BEGIN RECORDS
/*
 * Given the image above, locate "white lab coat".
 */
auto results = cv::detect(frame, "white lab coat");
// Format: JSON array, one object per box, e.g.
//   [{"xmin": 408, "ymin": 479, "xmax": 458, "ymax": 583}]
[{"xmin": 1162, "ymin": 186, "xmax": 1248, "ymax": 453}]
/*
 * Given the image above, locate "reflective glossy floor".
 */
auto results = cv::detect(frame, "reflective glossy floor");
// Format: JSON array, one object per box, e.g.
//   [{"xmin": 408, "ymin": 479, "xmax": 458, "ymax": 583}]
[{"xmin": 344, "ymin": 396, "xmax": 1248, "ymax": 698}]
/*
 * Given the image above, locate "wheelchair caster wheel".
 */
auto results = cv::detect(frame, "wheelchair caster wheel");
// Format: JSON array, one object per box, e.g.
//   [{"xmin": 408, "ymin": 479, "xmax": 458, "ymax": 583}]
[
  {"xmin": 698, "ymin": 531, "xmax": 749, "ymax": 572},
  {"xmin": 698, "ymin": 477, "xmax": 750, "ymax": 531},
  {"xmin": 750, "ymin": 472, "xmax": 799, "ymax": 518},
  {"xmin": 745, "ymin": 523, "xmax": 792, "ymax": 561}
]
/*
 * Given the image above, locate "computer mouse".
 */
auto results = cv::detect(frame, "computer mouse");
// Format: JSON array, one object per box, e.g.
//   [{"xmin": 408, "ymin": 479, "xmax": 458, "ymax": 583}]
END RECORDS
_WHAT TO PRODUCE_
Copy all of the material above, line for line, with no changes.

_RIGHT ANSWER_
/*
 * Given the image above, locate "white lab coat".
 */
auto results = cv::detect(frame, "white lab coat");
// Format: JSON array, one object per box, e.g.
//   [{"xmin": 408, "ymin": 479, "xmax": 458, "ymax": 583}]
[{"xmin": 1162, "ymin": 186, "xmax": 1248, "ymax": 453}]
/*
 * Given the image above, locate "reflective glossy floor".
 */
auto results = cv::detect(frame, "reflective glossy floor");
// Format: JSON array, one object per box, e.g.
//   [{"xmin": 408, "ymin": 479, "xmax": 458, "ymax": 583}]
[{"xmin": 344, "ymin": 396, "xmax": 1248, "ymax": 698}]
/*
 * Given the image above, locate "wheelchair caster wheel".
 */
auto results = cv::detect(frame, "wheelchair caster wheel");
// Format: JSON array, one object per box, e.g.
//   [{"xmin": 408, "ymin": 479, "xmax": 458, "ymax": 583}]
[
  {"xmin": 698, "ymin": 531, "xmax": 749, "ymax": 572},
  {"xmin": 698, "ymin": 477, "xmax": 750, "ymax": 531},
  {"xmin": 750, "ymin": 472, "xmax": 799, "ymax": 518},
  {"xmin": 745, "ymin": 523, "xmax": 792, "ymax": 561}
]
/*
 * Given the image above, locate "computer mouse".
 */
auto results = cv::detect(frame, "computer mouse");
// Format: JSON array, one object per box, e.g.
//   [{"xmin": 408, "ymin": 479, "xmax": 458, "ymax": 583}]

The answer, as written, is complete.